### ОТРЫВОК ИНТЕРВЬЮ:
Таким образом, нефтяным компаниям как раз выгодно перепродать нефть «дочке» как можно дешевле. А посредники, которые потом накручивают цену, расплодились уже так, что всех не сосчитать. Некоторые основаны российскими чиновниками, сразу скажу — коррумпированными, и они на этом накручивают какие-то свои деньги. А санкции работают в тот момент, когда нефтяная компания получает плату за экспортируемую нефть.

Евросоюз и США подтвердили, что нефтепродукты, изготовленные из российской сырой нефти в других странах, уже никаким санкциям не подлежат. Санкции отработали свое, когда нефть погрузили в танкер. С нее слупили таможенную цену.

— Российские официальные источники, в частности — через газету «Известия», объясняют все это так: дескать, дефицит объясняется исключительно проблемами в логистике. Топлива в стране вообще-то — залейся, просто внутренний туризм развивается так успешно, что железные дороги еле справляются с перевозкой пассажиров, где уж им успеть топливо возить.

— Это глупо, конечно. А раньше это как было?

— Раньше такого внутреннего туризма не было. Я, правда, не поняла, почему они расписание составляют без учета этого успеха.

— Конечно.

— И все-таки с прежними покупателями нефтяные компании работать не могут. Может быть, они могут нарастить производство топлива так, чтобы солярку продавать и на внутреннем рынке?

— Это можно. Но им выгоднее продавать за границу сырую нефть.

— А еще сильнее увеличить? Так, чтобы и родине хватало?

### ЗАДАНИЕ A:
Перепишите дословно фрагмент интервью о российской нефти. Начните со слов «Таким образом, нефтяным» и остановитесь после слов «слупили таможенную цену.».
### ЗАДАНИЕ B:
Чем, согласно интервью о российской нефти, российские официальные источники объясняют дефицит топлива?
### ЗАДАНИЕ C:
Продолжите интервью о российской нефти сразу после последней реплики.

### ИСХОДНЫЕ ДАННЫЕ:
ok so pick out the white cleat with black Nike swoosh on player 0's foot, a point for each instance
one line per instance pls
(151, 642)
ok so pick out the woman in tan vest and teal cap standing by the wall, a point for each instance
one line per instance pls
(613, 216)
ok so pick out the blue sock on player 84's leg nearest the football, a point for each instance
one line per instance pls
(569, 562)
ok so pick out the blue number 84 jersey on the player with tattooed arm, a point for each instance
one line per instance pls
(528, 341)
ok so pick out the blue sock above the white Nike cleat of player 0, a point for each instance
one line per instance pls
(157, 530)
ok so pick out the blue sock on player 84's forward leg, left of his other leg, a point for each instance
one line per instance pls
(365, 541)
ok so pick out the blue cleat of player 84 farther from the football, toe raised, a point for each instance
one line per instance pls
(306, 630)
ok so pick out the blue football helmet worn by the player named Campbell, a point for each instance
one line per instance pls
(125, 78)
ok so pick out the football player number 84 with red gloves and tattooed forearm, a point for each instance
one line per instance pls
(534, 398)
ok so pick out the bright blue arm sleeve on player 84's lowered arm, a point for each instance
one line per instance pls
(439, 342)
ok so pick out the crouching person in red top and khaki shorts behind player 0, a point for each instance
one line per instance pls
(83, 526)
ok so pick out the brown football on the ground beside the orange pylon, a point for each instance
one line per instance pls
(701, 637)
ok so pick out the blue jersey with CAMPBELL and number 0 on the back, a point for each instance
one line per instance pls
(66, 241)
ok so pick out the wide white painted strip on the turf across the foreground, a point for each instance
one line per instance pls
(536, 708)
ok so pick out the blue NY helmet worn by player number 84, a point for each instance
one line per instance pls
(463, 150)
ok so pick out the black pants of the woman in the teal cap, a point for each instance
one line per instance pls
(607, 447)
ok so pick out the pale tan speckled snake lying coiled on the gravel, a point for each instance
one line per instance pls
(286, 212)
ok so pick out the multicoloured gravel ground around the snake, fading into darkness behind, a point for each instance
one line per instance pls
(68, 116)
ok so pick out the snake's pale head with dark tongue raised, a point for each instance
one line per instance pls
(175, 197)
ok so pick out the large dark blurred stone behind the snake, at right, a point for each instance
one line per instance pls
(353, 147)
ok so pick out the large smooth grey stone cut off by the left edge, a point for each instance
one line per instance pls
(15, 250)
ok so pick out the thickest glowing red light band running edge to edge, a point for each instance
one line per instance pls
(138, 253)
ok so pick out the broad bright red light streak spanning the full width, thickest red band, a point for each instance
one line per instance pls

### ОТВЕТ A:
Таким образом, нефтяным компаниям как раз выгодно перепродать нефть «дочке» как можно дешевле. А посредники, которые потом накручивают цену, расплодились уже так, что всех не сосчитать. Некоторые основаны российскими чиновниками, сразу скажу — коррумпированными, и они на этом накручивают какие-то свои деньги. А санкции работают в тот момент, когда нефтяная компания получает плату за экспортируемую нефть.

Евросоюз и США подтвердили, что нефтепродукты, изготовленные из российской сырой нефти в других странах, уже никаким санкциям не подлежат. Санкции отработали свое, когда нефть погрузили в танкер. С нее слупили таможенную цену.

### ОТВЕТ B:
Дефицит, по их словам, объясняется исключительно проблемами в логистике.

### ОТВЕТ C:
— Вот тут есть проблема. В России сейчас данные об объемах добычи нефти засекречены, но, по информации от нефтяных компаний и из регионов, добыча сокращается. И происходит это по совершенно объективным причинам. Все сейчас хотят гнать как можно больше нефти из тех месторождений, которые давным-давно введены в эксплуатацию, они уже много раз окупили всю инфраструктуру, все капиталовложения и прочее. Там себестоимость добычи очень низкая. И вот на них нефтяные компании бросаются: начинают бурить дополнительные скважины, закачивать туда воду, чтобы вытеснять нефть, в общем, дешевую нефть оттуда высасывают ускоренными темпами.

И вот мы видим статистику: ура, в России на 22% увеличилось бурение скважин на нефтепромыслах. Только это не на новых промыслах увеличилось, где какая-то новая нефть. Это делается для того, чтобы высосать то, что вводилось в эксплуатацию еще в советское время.

На многих новых месторождениях нефть трудноизвлекаемая, чтобы ее добыть, надо больше потратиться.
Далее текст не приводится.